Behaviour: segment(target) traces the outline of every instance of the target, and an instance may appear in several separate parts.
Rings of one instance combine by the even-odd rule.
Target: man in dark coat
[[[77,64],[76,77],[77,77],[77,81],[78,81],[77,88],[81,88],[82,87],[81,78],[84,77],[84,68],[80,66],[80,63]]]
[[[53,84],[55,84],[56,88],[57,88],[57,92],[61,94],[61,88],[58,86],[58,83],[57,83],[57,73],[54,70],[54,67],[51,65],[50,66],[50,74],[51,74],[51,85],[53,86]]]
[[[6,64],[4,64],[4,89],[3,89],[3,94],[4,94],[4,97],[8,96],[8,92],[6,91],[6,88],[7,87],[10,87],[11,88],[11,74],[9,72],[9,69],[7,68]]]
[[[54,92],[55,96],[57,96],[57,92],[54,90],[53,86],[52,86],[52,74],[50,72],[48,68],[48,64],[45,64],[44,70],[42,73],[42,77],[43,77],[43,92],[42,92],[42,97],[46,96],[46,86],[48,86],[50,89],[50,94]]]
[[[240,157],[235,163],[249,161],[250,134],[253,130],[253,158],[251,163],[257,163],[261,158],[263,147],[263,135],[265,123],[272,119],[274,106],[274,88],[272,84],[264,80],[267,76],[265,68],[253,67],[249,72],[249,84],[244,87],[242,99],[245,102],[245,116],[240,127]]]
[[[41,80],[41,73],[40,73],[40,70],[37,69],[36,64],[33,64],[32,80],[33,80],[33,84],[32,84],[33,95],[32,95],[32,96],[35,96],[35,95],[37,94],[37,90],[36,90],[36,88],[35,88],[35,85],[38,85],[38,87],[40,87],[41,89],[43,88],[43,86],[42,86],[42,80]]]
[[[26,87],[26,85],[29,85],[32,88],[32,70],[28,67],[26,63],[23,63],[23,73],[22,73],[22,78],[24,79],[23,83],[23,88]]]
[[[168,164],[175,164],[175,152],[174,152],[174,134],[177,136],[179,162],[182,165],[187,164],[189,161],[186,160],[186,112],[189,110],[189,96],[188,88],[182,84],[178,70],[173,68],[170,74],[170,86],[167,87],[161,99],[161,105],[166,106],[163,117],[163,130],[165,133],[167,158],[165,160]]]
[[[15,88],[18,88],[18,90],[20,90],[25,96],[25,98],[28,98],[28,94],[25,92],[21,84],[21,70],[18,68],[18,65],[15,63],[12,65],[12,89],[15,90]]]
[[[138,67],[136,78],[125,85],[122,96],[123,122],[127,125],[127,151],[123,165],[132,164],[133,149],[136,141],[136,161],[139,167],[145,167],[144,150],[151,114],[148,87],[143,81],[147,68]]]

-----

* Required work
Rewrite all the items above, changing "dark coat" to "black jacket" and leaving everything else as it is.

* Complete output
Behaviour: segment(target) traces the outline of every instance of the target, and an instance may appear in several separate parts.
Rings of one instance combine by the even-odd rule.
Target: man in black jacket
[[[77,64],[76,77],[77,77],[77,81],[78,81],[77,88],[81,88],[82,87],[81,78],[84,77],[84,68],[80,66],[80,63]]]
[[[53,84],[55,84],[56,88],[57,88],[57,92],[61,94],[61,88],[58,86],[58,83],[57,83],[57,73],[54,70],[54,67],[51,65],[50,66],[50,74],[51,74],[51,85],[53,86]]]
[[[6,64],[4,64],[4,89],[3,89],[3,94],[4,94],[4,97],[8,96],[8,92],[6,91],[6,88],[7,87],[10,87],[11,88],[11,74],[9,72],[9,69],[7,68]]]
[[[54,92],[55,96],[57,96],[57,92],[54,90],[53,86],[52,86],[52,74],[50,72],[48,68],[48,64],[45,64],[44,70],[42,73],[42,77],[43,77],[43,92],[42,92],[42,97],[46,96],[46,86],[48,86],[50,89],[50,94]]]
[[[240,157],[235,163],[249,161],[250,134],[253,130],[253,158],[251,163],[257,163],[261,158],[263,147],[263,135],[265,123],[272,119],[274,106],[274,88],[272,84],[264,80],[267,76],[265,68],[253,67],[249,72],[249,84],[244,87],[242,99],[245,102],[245,116],[240,127]]]
[[[41,80],[41,73],[40,73],[40,70],[37,69],[36,64],[33,64],[32,80],[33,80],[33,84],[32,84],[33,95],[32,95],[32,96],[35,96],[35,95],[37,94],[37,90],[36,90],[36,88],[35,88],[35,85],[38,85],[38,87],[40,87],[41,89],[43,88],[43,86],[42,86],[42,80]]]
[[[26,87],[26,85],[29,85],[32,88],[32,70],[28,67],[26,63],[23,63],[23,73],[22,73],[22,78],[24,79],[23,83],[23,88]]]
[[[168,164],[175,164],[175,152],[174,152],[174,134],[177,136],[179,162],[182,165],[187,164],[189,161],[186,160],[186,112],[189,110],[189,96],[188,88],[182,84],[178,70],[173,68],[170,74],[170,86],[167,87],[161,99],[161,105],[166,106],[163,117],[163,130],[165,133],[167,158],[165,160]]]
[[[15,88],[18,88],[18,90],[20,90],[25,96],[25,98],[28,98],[28,94],[25,92],[21,84],[21,70],[18,68],[18,65],[15,63],[12,65],[12,89],[15,90]]]
[[[138,67],[136,78],[125,85],[122,96],[123,122],[127,125],[127,151],[123,165],[132,164],[133,149],[136,141],[136,161],[139,167],[145,167],[144,150],[151,114],[148,87],[143,81],[147,68]]]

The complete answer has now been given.